Your instructions:
Reproduce the records below in their entirety, character for character.

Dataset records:

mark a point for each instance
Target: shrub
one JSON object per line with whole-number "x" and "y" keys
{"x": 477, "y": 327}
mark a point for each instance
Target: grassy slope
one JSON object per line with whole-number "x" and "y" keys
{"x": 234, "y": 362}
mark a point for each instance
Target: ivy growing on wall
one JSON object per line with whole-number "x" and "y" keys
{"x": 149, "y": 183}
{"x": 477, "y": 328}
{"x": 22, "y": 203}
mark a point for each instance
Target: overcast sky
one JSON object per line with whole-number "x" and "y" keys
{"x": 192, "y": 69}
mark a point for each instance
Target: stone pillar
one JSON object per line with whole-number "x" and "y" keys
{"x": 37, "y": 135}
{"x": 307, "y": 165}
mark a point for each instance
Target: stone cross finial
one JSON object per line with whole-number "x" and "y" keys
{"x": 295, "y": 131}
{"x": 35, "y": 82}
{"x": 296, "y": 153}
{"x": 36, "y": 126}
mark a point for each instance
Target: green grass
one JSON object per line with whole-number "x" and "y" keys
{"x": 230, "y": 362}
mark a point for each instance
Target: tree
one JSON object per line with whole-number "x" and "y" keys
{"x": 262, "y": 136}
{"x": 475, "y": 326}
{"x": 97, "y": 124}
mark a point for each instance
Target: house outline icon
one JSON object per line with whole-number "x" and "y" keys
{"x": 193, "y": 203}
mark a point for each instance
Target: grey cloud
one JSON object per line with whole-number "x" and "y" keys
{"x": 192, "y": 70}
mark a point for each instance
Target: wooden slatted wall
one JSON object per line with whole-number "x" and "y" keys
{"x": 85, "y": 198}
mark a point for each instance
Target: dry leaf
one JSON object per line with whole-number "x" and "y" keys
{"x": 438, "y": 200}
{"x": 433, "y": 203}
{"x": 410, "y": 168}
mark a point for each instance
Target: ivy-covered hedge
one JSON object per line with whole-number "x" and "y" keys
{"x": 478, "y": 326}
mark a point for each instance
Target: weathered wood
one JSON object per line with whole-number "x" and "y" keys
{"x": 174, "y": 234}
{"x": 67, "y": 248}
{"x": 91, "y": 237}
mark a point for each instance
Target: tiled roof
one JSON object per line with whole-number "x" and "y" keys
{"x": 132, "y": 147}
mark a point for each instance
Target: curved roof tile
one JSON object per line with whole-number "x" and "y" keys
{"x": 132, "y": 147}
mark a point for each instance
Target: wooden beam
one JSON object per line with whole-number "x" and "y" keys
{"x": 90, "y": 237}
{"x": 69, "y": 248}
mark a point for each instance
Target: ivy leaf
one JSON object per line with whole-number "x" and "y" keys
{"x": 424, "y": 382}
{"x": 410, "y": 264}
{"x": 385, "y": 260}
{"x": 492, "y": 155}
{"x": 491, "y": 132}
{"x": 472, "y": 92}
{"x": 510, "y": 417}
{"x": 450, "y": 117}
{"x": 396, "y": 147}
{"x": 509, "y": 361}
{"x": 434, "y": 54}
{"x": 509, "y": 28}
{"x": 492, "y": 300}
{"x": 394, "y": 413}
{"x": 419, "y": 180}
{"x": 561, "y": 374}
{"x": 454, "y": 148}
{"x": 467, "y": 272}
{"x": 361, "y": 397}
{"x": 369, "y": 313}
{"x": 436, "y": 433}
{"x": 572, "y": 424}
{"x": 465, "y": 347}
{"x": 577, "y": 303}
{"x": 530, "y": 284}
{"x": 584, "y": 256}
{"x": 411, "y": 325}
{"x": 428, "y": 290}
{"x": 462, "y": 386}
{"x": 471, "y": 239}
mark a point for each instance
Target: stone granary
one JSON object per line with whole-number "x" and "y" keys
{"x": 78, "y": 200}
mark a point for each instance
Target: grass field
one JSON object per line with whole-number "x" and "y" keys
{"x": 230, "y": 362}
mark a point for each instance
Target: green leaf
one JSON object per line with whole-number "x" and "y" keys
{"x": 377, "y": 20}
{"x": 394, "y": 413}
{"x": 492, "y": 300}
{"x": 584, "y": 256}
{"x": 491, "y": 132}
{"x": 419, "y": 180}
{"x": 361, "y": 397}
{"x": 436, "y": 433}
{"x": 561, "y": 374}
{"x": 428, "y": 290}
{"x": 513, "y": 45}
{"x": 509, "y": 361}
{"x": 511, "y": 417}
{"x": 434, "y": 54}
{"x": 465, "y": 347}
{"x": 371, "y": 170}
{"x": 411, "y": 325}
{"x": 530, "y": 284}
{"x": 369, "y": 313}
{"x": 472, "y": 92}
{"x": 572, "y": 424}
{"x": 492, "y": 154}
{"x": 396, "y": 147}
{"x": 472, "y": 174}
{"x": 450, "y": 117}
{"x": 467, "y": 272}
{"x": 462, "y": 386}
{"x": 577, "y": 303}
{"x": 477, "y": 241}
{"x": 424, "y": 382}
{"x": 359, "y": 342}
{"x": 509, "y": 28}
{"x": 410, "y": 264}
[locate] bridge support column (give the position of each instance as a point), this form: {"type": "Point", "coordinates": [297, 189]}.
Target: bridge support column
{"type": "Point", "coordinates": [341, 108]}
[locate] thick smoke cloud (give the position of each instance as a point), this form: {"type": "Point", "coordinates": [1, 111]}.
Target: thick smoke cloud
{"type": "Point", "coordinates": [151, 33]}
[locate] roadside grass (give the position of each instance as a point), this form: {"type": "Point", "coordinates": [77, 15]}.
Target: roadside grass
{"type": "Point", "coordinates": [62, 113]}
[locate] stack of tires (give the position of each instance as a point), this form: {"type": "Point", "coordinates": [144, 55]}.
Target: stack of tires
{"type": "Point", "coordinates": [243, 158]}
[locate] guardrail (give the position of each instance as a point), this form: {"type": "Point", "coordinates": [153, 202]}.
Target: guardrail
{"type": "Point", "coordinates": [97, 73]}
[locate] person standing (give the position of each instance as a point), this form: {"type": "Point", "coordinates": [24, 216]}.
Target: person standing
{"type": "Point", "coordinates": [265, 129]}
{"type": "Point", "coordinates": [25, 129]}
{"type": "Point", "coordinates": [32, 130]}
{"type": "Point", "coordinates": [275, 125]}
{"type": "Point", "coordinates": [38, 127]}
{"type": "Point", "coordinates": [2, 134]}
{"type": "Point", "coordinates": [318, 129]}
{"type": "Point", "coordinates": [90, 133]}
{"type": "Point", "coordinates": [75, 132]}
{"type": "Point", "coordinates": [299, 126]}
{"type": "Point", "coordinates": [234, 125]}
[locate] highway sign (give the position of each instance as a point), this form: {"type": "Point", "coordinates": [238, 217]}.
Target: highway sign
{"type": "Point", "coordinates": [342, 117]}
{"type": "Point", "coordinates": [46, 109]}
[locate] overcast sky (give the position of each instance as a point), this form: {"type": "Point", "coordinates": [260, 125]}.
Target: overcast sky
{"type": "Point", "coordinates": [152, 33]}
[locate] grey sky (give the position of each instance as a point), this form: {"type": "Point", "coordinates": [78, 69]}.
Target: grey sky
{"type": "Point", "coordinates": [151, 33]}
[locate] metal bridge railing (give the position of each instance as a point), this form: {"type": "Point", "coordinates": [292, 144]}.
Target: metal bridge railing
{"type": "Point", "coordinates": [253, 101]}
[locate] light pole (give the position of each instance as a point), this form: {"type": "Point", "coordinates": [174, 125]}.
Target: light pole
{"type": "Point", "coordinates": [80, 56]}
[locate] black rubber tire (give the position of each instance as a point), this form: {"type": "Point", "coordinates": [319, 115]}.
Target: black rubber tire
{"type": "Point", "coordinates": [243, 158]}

Problem solution:
mark a point for each instance
Target: shrub
one JSON object per line with whole-number "x" and "y" keys
{"x": 477, "y": 327}
mark a point for each instance
Target: grassy slope
one JSON object per line with whole-number "x" and "y" keys
{"x": 234, "y": 362}
mark a point for each instance
Target: ivy growing on wall
one JSON object per line with whole-number "x" and "y" keys
{"x": 149, "y": 183}
{"x": 477, "y": 328}
{"x": 22, "y": 203}
mark a point for each instance
Target: overcast sky
one JSON object per line with whole-number "x" and "y" keys
{"x": 192, "y": 69}
mark a point for each instance
Target: stone pillar
one JSON object per line with whole-number "x" and "y" keys
{"x": 37, "y": 135}
{"x": 307, "y": 165}
mark a point for each instance
Target: stone cross finial
one JSON object per line with whole-number "x" and "y" keys
{"x": 295, "y": 131}
{"x": 35, "y": 82}
{"x": 296, "y": 153}
{"x": 36, "y": 126}
mark a point for each instance
Target: green grass
one JSON object per line with whole-number "x" and "y" keys
{"x": 230, "y": 362}
mark a point for each instance
Target: tree
one JSON object per line with whole-number "x" and "y" keys
{"x": 262, "y": 136}
{"x": 475, "y": 326}
{"x": 97, "y": 124}
mark a point for each instance
Target: house outline icon
one JSON object per line with whole-number "x" and "y" keys
{"x": 193, "y": 203}
mark a point for each instance
Target: grey cloud
one JSON object per line with whole-number "x" and "y" keys
{"x": 192, "y": 70}
mark a point for each instance
Target: wooden slatted wall
one JSON object per line with whole-number "x" and "y" keys
{"x": 85, "y": 198}
mark a point for each instance
Target: dry leaf
one JSON object per line with whole-number "x" and "y" keys
{"x": 438, "y": 200}
{"x": 433, "y": 203}
{"x": 410, "y": 168}
mark a point for each instance
Target: ivy-covered hedge
one JSON object per line with whole-number "x" and "y" keys
{"x": 478, "y": 326}
mark a point for each instance
Target: weathered wood
one JSON object per line with whole-number "x" and "y" keys
{"x": 174, "y": 234}
{"x": 67, "y": 248}
{"x": 91, "y": 237}
mark a point for each instance
Target: tiled roof
one JSON object per line with whole-number "x" and "y" keys
{"x": 132, "y": 147}
mark a point for each instance
Target: curved roof tile
one JSON object per line with whole-number "x" and "y" keys
{"x": 132, "y": 147}
mark a point for each instance
Target: wooden beam
one JSON object per line with whole-number "x" and "y" keys
{"x": 90, "y": 237}
{"x": 69, "y": 248}
mark a point for each instance
Target: ivy leaf
one JSON object per line with whole-number "x" and "y" keys
{"x": 424, "y": 382}
{"x": 410, "y": 264}
{"x": 385, "y": 260}
{"x": 492, "y": 155}
{"x": 491, "y": 132}
{"x": 472, "y": 92}
{"x": 510, "y": 417}
{"x": 450, "y": 117}
{"x": 396, "y": 147}
{"x": 509, "y": 361}
{"x": 434, "y": 54}
{"x": 509, "y": 28}
{"x": 492, "y": 300}
{"x": 394, "y": 413}
{"x": 419, "y": 180}
{"x": 561, "y": 374}
{"x": 454, "y": 148}
{"x": 467, "y": 272}
{"x": 361, "y": 397}
{"x": 369, "y": 313}
{"x": 436, "y": 433}
{"x": 572, "y": 424}
{"x": 465, "y": 347}
{"x": 577, "y": 303}
{"x": 530, "y": 284}
{"x": 584, "y": 256}
{"x": 411, "y": 325}
{"x": 428, "y": 290}
{"x": 462, "y": 386}
{"x": 471, "y": 239}
mark a point for each instance
Target: stone granary
one JSON object per line with whole-number "x" and "y" keys
{"x": 78, "y": 200}
mark a point for each instance
Target: grass field
one JSON object per line with whole-number "x" and "y" keys
{"x": 230, "y": 362}
mark a point for each instance
Target: green leaf
one JSON object per line with whole-number "x" and "y" keys
{"x": 377, "y": 20}
{"x": 394, "y": 413}
{"x": 492, "y": 300}
{"x": 584, "y": 256}
{"x": 491, "y": 132}
{"x": 419, "y": 180}
{"x": 361, "y": 397}
{"x": 436, "y": 433}
{"x": 561, "y": 374}
{"x": 428, "y": 290}
{"x": 513, "y": 45}
{"x": 509, "y": 361}
{"x": 511, "y": 417}
{"x": 434, "y": 54}
{"x": 465, "y": 347}
{"x": 371, "y": 170}
{"x": 411, "y": 325}
{"x": 530, "y": 284}
{"x": 369, "y": 313}
{"x": 472, "y": 92}
{"x": 572, "y": 424}
{"x": 492, "y": 154}
{"x": 396, "y": 147}
{"x": 472, "y": 174}
{"x": 450, "y": 117}
{"x": 467, "y": 272}
{"x": 462, "y": 386}
{"x": 577, "y": 303}
{"x": 477, "y": 241}
{"x": 424, "y": 382}
{"x": 359, "y": 342}
{"x": 509, "y": 28}
{"x": 410, "y": 264}
[locate] bridge support column (give the position of each instance as a point), this form: {"type": "Point", "coordinates": [297, 189]}.
Target: bridge support column
{"type": "Point", "coordinates": [341, 108]}
[locate] thick smoke cloud (give the position of each instance as a point), this form: {"type": "Point", "coordinates": [1, 111]}.
Target: thick smoke cloud
{"type": "Point", "coordinates": [151, 33]}
[locate] roadside grass (give the position of each instance as a point), this form: {"type": "Point", "coordinates": [77, 15]}.
Target: roadside grass
{"type": "Point", "coordinates": [62, 113]}
[locate] stack of tires (give the position of each instance as a point), this form: {"type": "Point", "coordinates": [144, 55]}.
Target: stack of tires
{"type": "Point", "coordinates": [243, 158]}
[locate] guardrail (give the position of each instance as a point), this form: {"type": "Point", "coordinates": [153, 202]}.
Target: guardrail
{"type": "Point", "coordinates": [97, 73]}
[locate] person standing (give the position of each instance as a point), this form: {"type": "Point", "coordinates": [24, 216]}.
Target: person standing
{"type": "Point", "coordinates": [265, 129]}
{"type": "Point", "coordinates": [25, 129]}
{"type": "Point", "coordinates": [32, 130]}
{"type": "Point", "coordinates": [275, 125]}
{"type": "Point", "coordinates": [38, 127]}
{"type": "Point", "coordinates": [2, 134]}
{"type": "Point", "coordinates": [318, 129]}
{"type": "Point", "coordinates": [90, 133]}
{"type": "Point", "coordinates": [75, 132]}
{"type": "Point", "coordinates": [299, 126]}
{"type": "Point", "coordinates": [234, 125]}
[locate] highway sign (give the position of each instance as a point), this form: {"type": "Point", "coordinates": [238, 217]}.
Target: highway sign
{"type": "Point", "coordinates": [342, 117]}
{"type": "Point", "coordinates": [46, 109]}
[locate] overcast sky (give the position of each instance as a point), this form: {"type": "Point", "coordinates": [260, 125]}.
Target: overcast sky
{"type": "Point", "coordinates": [152, 33]}
[locate] grey sky (give the position of each instance as a point), this form: {"type": "Point", "coordinates": [78, 69]}.
Target: grey sky
{"type": "Point", "coordinates": [151, 33]}
[locate] metal bridge railing (give the position of each instance as a point), this form: {"type": "Point", "coordinates": [292, 144]}.
Target: metal bridge railing
{"type": "Point", "coordinates": [253, 101]}
[locate] light pole (give the position of each instance as a point), this form: {"type": "Point", "coordinates": [174, 125]}.
Target: light pole
{"type": "Point", "coordinates": [80, 56]}
[locate] black rubber tire (give the position of each instance as a point), this form: {"type": "Point", "coordinates": [319, 115]}.
Target: black rubber tire
{"type": "Point", "coordinates": [243, 158]}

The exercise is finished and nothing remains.